— Written problem —
Output as a numbered list, leaving out blank lines, only the lines from the one containing "Where in this photo can the wooden bed" through the one containing "Where in this photo can the curtain", both included.

— Task data —
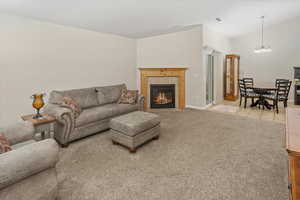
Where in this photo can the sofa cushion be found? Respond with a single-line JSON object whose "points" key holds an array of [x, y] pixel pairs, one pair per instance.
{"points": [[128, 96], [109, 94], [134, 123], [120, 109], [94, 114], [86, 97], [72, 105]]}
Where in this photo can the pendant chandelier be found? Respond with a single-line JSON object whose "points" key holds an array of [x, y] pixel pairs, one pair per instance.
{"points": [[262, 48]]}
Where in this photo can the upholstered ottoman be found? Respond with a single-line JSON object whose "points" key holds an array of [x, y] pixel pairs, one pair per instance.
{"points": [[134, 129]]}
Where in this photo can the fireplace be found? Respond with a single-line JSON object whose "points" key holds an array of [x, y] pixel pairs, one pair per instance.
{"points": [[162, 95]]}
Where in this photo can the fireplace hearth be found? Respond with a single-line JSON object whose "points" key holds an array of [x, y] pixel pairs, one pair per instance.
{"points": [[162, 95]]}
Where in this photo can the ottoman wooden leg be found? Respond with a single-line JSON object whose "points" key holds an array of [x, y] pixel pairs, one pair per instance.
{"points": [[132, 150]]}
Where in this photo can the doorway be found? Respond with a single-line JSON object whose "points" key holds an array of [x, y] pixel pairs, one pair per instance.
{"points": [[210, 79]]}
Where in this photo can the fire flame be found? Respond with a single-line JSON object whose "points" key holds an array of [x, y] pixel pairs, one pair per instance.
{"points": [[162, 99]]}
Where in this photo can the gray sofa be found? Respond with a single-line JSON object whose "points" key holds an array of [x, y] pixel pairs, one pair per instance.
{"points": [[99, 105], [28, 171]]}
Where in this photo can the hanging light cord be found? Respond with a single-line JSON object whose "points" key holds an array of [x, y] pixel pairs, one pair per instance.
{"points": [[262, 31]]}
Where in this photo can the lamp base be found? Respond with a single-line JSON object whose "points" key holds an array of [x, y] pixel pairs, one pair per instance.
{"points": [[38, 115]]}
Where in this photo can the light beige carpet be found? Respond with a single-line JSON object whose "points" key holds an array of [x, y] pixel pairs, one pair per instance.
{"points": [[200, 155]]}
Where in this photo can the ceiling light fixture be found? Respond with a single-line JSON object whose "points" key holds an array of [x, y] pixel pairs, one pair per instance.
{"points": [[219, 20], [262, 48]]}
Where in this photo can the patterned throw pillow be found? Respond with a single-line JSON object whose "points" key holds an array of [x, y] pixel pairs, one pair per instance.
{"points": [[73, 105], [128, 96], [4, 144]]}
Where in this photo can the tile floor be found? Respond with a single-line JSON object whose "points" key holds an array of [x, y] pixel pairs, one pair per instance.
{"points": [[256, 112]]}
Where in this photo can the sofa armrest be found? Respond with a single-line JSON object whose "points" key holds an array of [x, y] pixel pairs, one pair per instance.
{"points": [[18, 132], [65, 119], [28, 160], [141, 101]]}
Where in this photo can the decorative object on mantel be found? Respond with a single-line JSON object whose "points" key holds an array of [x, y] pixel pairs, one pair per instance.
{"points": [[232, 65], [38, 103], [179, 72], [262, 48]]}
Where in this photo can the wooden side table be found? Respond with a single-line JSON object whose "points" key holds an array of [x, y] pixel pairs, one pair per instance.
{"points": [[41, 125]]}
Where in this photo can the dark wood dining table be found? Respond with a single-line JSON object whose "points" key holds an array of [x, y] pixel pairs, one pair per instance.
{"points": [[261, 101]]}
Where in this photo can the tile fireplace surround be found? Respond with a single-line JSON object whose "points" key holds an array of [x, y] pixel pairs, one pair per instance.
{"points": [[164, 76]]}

---

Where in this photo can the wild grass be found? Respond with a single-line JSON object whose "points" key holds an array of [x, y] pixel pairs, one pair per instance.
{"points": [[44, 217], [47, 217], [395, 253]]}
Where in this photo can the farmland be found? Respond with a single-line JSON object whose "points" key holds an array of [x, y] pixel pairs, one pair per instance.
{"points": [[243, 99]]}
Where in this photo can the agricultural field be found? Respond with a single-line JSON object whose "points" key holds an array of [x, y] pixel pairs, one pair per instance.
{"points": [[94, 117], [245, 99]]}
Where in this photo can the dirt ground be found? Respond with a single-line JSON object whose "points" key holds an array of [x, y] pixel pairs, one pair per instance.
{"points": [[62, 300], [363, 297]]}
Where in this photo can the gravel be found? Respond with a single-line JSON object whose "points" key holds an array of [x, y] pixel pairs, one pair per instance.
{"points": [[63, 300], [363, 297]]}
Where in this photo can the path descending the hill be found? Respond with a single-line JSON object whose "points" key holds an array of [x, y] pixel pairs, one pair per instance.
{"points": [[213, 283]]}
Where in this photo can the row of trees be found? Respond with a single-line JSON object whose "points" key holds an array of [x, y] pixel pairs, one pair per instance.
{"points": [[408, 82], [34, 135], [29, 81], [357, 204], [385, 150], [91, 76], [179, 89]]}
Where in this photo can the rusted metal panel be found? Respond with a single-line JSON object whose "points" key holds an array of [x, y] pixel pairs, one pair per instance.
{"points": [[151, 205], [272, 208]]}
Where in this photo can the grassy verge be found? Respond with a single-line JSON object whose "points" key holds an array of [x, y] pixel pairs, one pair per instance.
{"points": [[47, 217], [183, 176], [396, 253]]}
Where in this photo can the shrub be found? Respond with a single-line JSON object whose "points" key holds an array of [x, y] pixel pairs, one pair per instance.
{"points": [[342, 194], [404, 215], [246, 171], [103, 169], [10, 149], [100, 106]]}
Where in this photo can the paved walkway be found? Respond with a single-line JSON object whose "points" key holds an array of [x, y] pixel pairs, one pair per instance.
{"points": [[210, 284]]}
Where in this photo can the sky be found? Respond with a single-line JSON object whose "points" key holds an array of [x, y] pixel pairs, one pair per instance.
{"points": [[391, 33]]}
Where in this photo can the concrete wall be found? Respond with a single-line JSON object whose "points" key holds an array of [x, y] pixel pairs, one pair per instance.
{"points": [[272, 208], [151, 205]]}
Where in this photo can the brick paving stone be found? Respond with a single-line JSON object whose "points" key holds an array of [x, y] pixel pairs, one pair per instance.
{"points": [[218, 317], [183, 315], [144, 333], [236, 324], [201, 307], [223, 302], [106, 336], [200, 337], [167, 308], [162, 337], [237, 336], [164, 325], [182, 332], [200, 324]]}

---

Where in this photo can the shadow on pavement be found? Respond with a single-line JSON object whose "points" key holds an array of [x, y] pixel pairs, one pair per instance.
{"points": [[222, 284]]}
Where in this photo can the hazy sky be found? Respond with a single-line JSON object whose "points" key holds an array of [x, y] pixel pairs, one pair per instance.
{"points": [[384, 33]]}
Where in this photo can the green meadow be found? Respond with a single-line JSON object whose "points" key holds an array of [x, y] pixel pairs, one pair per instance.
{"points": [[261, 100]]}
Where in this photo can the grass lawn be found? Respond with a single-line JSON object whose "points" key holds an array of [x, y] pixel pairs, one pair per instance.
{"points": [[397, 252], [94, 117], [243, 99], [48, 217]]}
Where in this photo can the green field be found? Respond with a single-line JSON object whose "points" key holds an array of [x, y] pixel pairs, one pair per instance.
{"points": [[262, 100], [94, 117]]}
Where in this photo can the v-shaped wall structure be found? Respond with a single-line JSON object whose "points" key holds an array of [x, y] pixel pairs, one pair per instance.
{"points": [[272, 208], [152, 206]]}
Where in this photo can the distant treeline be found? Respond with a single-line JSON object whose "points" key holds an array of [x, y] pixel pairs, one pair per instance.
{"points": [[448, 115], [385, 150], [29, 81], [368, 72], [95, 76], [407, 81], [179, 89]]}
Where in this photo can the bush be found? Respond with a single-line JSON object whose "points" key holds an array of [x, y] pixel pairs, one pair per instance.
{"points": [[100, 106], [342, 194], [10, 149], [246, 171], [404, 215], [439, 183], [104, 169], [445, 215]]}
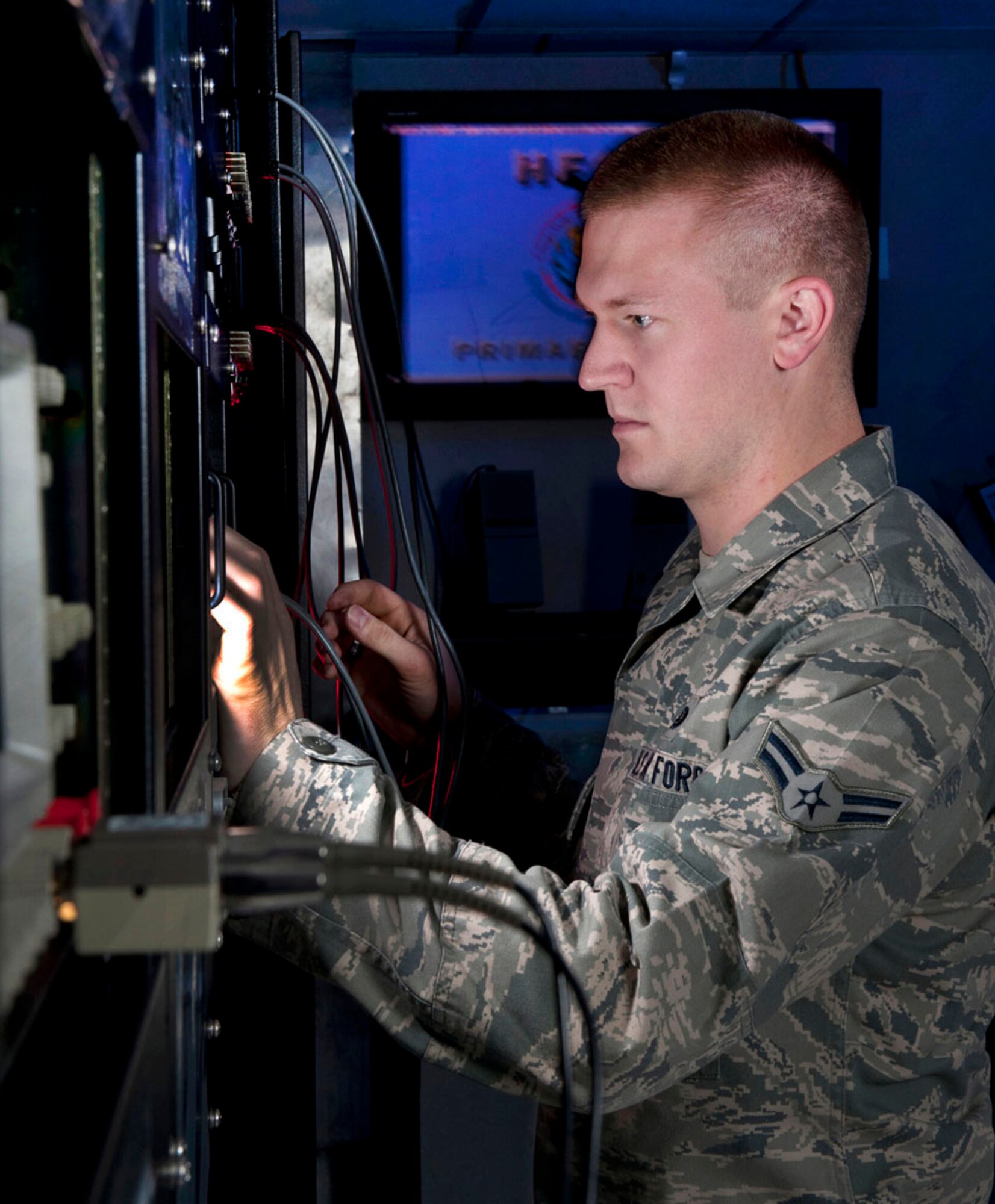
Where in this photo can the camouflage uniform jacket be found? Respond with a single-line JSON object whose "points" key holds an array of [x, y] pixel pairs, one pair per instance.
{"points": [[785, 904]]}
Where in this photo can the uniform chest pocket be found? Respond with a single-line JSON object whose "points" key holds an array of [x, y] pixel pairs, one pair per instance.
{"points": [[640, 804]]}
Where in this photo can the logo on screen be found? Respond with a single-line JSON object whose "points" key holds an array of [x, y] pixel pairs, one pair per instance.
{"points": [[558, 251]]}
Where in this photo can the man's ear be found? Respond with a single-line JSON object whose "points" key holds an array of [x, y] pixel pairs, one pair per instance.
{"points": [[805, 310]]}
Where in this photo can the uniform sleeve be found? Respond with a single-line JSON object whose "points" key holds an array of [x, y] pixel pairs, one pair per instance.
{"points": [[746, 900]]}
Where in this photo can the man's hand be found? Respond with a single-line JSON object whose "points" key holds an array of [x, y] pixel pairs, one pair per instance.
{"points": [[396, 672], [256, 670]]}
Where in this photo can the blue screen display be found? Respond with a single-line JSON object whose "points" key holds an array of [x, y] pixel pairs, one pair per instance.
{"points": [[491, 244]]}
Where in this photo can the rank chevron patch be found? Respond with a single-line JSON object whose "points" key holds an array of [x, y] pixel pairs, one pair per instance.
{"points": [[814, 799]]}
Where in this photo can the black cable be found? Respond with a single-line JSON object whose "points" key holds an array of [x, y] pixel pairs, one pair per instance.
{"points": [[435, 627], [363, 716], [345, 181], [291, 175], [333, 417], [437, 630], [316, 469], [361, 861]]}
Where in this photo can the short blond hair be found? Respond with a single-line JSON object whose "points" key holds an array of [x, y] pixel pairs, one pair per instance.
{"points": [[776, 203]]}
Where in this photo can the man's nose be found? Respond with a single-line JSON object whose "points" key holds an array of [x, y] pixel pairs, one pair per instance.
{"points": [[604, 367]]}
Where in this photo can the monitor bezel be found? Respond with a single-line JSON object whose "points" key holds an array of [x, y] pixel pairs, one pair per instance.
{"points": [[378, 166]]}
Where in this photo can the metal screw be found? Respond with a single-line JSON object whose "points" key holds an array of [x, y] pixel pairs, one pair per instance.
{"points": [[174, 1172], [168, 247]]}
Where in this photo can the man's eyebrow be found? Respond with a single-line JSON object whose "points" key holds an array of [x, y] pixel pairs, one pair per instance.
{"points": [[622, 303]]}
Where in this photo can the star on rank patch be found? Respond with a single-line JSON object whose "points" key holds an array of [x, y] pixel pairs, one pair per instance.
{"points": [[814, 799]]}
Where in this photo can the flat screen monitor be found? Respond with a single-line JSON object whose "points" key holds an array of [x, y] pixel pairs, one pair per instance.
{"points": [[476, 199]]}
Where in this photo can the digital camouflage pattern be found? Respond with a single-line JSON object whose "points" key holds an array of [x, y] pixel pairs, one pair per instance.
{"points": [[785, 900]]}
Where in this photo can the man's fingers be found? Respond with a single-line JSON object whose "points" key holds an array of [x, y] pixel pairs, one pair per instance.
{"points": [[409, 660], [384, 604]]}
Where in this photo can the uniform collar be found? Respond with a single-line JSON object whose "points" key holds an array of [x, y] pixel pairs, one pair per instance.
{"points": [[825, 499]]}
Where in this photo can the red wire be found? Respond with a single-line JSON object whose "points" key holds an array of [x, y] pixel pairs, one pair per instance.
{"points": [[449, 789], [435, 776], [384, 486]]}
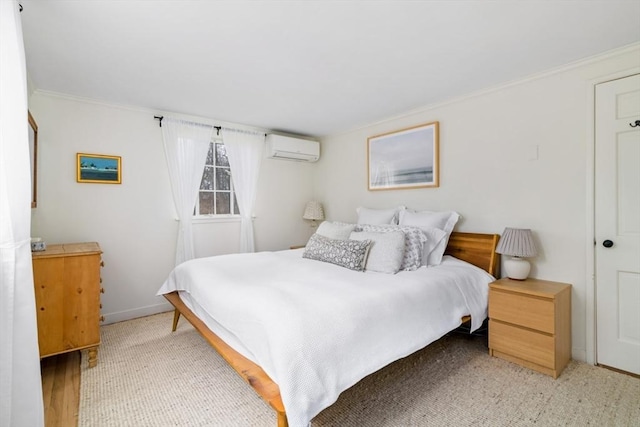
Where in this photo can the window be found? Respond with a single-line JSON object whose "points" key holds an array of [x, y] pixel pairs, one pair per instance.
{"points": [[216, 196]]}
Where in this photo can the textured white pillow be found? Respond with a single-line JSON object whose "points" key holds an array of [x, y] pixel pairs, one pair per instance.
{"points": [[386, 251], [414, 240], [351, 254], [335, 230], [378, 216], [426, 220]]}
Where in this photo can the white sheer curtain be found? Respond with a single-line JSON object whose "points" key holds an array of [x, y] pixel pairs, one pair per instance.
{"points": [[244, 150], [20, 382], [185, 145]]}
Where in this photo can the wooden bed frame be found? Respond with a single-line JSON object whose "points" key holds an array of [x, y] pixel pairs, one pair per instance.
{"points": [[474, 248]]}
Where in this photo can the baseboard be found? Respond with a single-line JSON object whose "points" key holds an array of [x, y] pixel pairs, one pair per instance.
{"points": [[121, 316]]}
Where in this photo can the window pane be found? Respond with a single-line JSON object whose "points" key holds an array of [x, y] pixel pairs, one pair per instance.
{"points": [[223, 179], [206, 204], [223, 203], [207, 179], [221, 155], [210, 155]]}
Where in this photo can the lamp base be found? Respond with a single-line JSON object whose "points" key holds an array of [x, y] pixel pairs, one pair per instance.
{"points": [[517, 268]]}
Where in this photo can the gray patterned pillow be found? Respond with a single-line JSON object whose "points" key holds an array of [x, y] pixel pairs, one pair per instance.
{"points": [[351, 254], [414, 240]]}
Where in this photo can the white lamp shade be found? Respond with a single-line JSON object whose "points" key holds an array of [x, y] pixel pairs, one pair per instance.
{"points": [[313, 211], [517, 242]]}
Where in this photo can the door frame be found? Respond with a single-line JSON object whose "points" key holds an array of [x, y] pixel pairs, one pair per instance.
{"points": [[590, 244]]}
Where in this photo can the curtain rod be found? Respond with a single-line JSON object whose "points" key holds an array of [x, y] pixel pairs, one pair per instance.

— The solution —
1. Where in this photo can the wooden bed frame be found? Respond with a single-line JSON object whose "points" key holds an array of [x, y] pixel pairs, one pair per instance.
2. {"points": [[474, 248]]}
3. Where in this photo can the baseboard be found? Respond with a single-line JSON object whose "points" key holds an array of [x, y] pixel pairs, one pair per instance.
4. {"points": [[121, 316]]}
5. Where in this photo can the window pane be found? Respond with a single-line JSON object whose "points" key holds an array of [x, y] pixel pairs, one pair per instance.
6. {"points": [[223, 179], [206, 204], [223, 203], [207, 179], [221, 155], [210, 155]]}
7. Where in this photo can the lamp base be found? Respond with a single-line JSON object whose "points" key holds an array of [x, y] pixel pairs, one pair per instance.
8. {"points": [[517, 268]]}
9. Where in this photo can the gray patterned pillow be found? Respond with a single-line JSON object whose "points" key holds an array of [x, y] pixel pairs, one pair per instance.
10. {"points": [[351, 254], [414, 240]]}
11. Where in this photo can the white lamp shade be found? Respond with a single-line JSON object whose "points" key holds an array of [x, y] pixel pairs, one pair per instance.
12. {"points": [[313, 211], [517, 242]]}
13. Where in this photo can the door frame be found? Respond with a single-line JSON object whose "points" key holds an array of [x, y] pixel pairs, one pair per instance.
14. {"points": [[590, 244]]}
15. Where in this photo can the curtain rod be found? Respond with a single-line JSON object whose "points" key holds an array of [x, y] pixel pairs, one pair per instance.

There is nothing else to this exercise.